━━ Texte de la page

Le vacarme, les odeurs, tout l’expérience sensorielle autour de la course, ça devait être complètement fou de vivre ça pour un enfant…

C’était génial. Parfois, mon père m’emmenait aux séances d’entraînement. À la fin, on me laissait m’asseoir dans le siège du co-pilote et je ne voyais même pas la route ! Mais le frisson était là ! Mon père savait très bien ce qu’il faisait. C’est moi qui ne savais pas encore !

Je n’oublierai jamais le moment où il m’a offert un kart. Avant ça, j’avais un kart à pédales. Il m’emmenait à l’atelier, demandait aux mécaniciens de nettoyer le sol et me poussait. Et ça le faisait beaucoup rire car déjà à l’époque, je contre-braquais et je partais en dérapage…

Mais ça n’allait pas assez vite. Une semaine plus tard, nous sommes revenus au magasin et mon père a vu qu’il y avait un kart pour enfants à vendre. Nous l’avons regardé, et il m’a demandé très sérieusement si j’avais l’intention d’en faire. J’avais sept ans. Il m’a dit : « Ce sont des choses sérieuses. Ça coûte cher. Si tu en veux un, il faut en faire sérieusement. Je ne veux pas que tu laisses tomber au bout d’un mois pour aller jouer au tennis ou au football ». Alors, j’ai dit oui, et je suis rentré en courant à la maison pour annoncer la nouvelle à ma mère. Elle s’est exclamée « oh mon dieu ». Connaissant le perfectionnisme de mon père, elle savait que c’était le début d’une folle aventure pour que je devienne pilote de course. Et mes parents ont fait beaucoup de sacrifices pour m’aider.

On imagine bien la scène : vous au volant, mais trop petit pour voir ce qui se passe au-dessus du tableau de bord…

C’était amusant avec mon premier kart , car mes parents le mettaient à l’arrière de leur véhicule, ils s’asseyaient devant, et moi, je m’installais dans le siège du kart pendant toute la durée du trajet. C’était ma place attitrée.

 

Outre l’intuition de votre père et le soutien de vos parents, il est clair que vous étiez naturellement doué. Quel a été le moment décisif où vous vous êtes dit : « Je sens que je peux devenir pilote de haut niveau » ?

Jusqu’à 12, 13 ans, c’était surtout mon père qui me poussait car quand on est enfant, ça reste un jeu ! Et ma mère était toujours là pour le lui rappeler quand il essayait de me pousser un peu trop. Mais si j’ai fait cette carrière, c’est grâce au niveau d’exigence qu’il a eu envers moi.

C’est à l’âge de 13 ans qu’il y a eu un déclic. J’ai commencé à m’intéresser aux pilotes de karting qui couraient sur le circuit international. Ils avaient un autocollant qui leur était réservé. Et je rêvais moi aussi d’avoir cet autocollant car seuls les pilotes faisant partie d’une écurie en avaient un. Dès lors, j’ai commencé à y consacrer toute mon énergie.

━━━━

**À faire**
1 – Dans l'entretien sur les débuts en karting, quel âge avait l'enfant quand son père lui a demandé s'il comptait en faire sérieusement ?
2 – Rédigez la suite de l'entretien sur les débuts en karting, en reprenant après sa dernière phrase.

━━ Données présentées

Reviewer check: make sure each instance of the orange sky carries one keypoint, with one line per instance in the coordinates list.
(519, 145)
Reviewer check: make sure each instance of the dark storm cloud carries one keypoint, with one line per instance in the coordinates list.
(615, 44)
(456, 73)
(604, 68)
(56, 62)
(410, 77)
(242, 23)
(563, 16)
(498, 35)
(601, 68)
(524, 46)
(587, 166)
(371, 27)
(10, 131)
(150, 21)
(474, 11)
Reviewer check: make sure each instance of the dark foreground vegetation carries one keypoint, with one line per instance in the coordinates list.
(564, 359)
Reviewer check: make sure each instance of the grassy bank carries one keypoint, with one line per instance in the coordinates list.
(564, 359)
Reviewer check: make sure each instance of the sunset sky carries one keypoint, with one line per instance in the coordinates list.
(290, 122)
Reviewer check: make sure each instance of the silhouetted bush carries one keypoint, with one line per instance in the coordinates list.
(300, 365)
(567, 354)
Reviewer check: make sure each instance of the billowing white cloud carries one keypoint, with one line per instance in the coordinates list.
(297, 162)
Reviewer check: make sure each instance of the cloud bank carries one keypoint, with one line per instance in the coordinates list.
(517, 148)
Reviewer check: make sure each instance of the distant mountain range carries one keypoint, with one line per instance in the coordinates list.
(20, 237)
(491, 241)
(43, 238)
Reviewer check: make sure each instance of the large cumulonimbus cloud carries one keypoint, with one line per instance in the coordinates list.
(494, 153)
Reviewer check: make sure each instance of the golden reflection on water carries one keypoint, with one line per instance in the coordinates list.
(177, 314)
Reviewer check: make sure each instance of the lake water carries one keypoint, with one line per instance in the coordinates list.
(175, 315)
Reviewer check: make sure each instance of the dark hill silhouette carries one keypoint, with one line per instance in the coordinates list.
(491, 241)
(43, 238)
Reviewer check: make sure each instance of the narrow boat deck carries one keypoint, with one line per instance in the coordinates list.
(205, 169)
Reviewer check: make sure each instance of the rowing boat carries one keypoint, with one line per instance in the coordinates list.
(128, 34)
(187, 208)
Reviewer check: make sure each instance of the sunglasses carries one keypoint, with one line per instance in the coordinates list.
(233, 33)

━━━━

**Résultats finaux**
1 – Il avait sept ans.

2 –
Pour ceux qui ne connaissent pas la Formule E, en quoi cette compétition est-elle différente, et pourquoi est-elle si passionnante à disputer en ce moment?

La Formule E est passionnante pour bien des raisons. Tout d’abord, elle représente l’avenir de la course automobile. Il y a beaucoup d’innovation et les courses ont lieu dans les rues, au plus près du public, ce qui attire de nouveaux spectateurs. Les voitures sont très proches en termes de performances, ce qui donne plus d’importance à la technique de pilotage – et pour nous, conduire dans ces rues, déraper sur des chaussées étroites et gérer cette intensité est un magnifique défi. Même si nos véhicules sont un peu moins puissants que les voitures à combustion classiques, les conduire dans un environnement urbain est beaucoup plus difficile que d’aller à 250 km/h sur un vrai circuit.

En Formule E, on travaille énormément dans le simulateur avec l’équipe pour se préparer à toutes les éventualités, car on part vraiment dans l’inconnu. Impossible de s’entraîner en ville ! Il faut être vraiment préparé. Il y a tellement de scénarios possibles. Sportivement, c’est un super défi, mais c’est aussi très cérébral. On recherche l’efficacité optimale en permanence, à chaque virage, pour tenter de prendre le dessus sur les autres. Ça tient à une multitude de petits détails.

 

En Formule E, il y a cette impression d’inventer le monde de demain. Est-ce que ce manque d’«histoire» vous manque, ou trouvez-vous cela libérateur de contribuer à créer quelque chose de nouveau ?

Je trouve qu’aujourd’hui, c’est vraiment important de faire des choses qui ont du sens. S’éclater au volant, c’est très bien. Mais il y a autre chose qui me plaît beaucoup en Formule E. C’est une course de vitesse, mais c’est aussi une course à l’efficience. Et c’est fondamental. En tant qu’êtres humains, nous avons tous la responsabilité de faire quelque chose pour la planète – sauf que nous, nous avons les meilleurs ingénieurs et les meilleures ressources à notre disposition. La Formule E, c’est repousser les limites au quotidien et inspirer les gens pour qu’ils adoptent des véhicules électriques et fassent du bien à la planète. Au-delà de l’aspect technologique, le but est aussi de montrer que l’on peut faire des trucs dingues avec les voitures électriques. Il n’y a qu’à voir l’intensité des courses.

Quels sont les moments qui comptent le plus pour vous avant une course ? La veille au soir ? La seconde même avant le départ ?

Pour moi, c’est la demi-heure qui précède les qualifications. Car normalement, notre puissance est de 200 kwh. C’est la puissance standard. Mais en qualifications, nous sommes autorisés à conduire à 250 kilowatts/h, soit une différence considérable, que nous ne pouvons que rarement utiliser. Une fois seulement à la première et à la deuxième séance d’essais libres. Cela signifie que vos points de repères, vos points de freinage et vos vitesses de référence vont être beaucoup plus élevés l’espace d’un seul tour, et vous n’avez pas le droit à l’erreur. Les qualifications génèrent beaucoup de stress. Il y a un vrai facteur X, mais vous voulez réaliser le tour parfait. À ce moment-là, le stress commence à influer sur votre mental.

Votre course, vous la faites contre la montre, contre les autres ou contre vous-même ?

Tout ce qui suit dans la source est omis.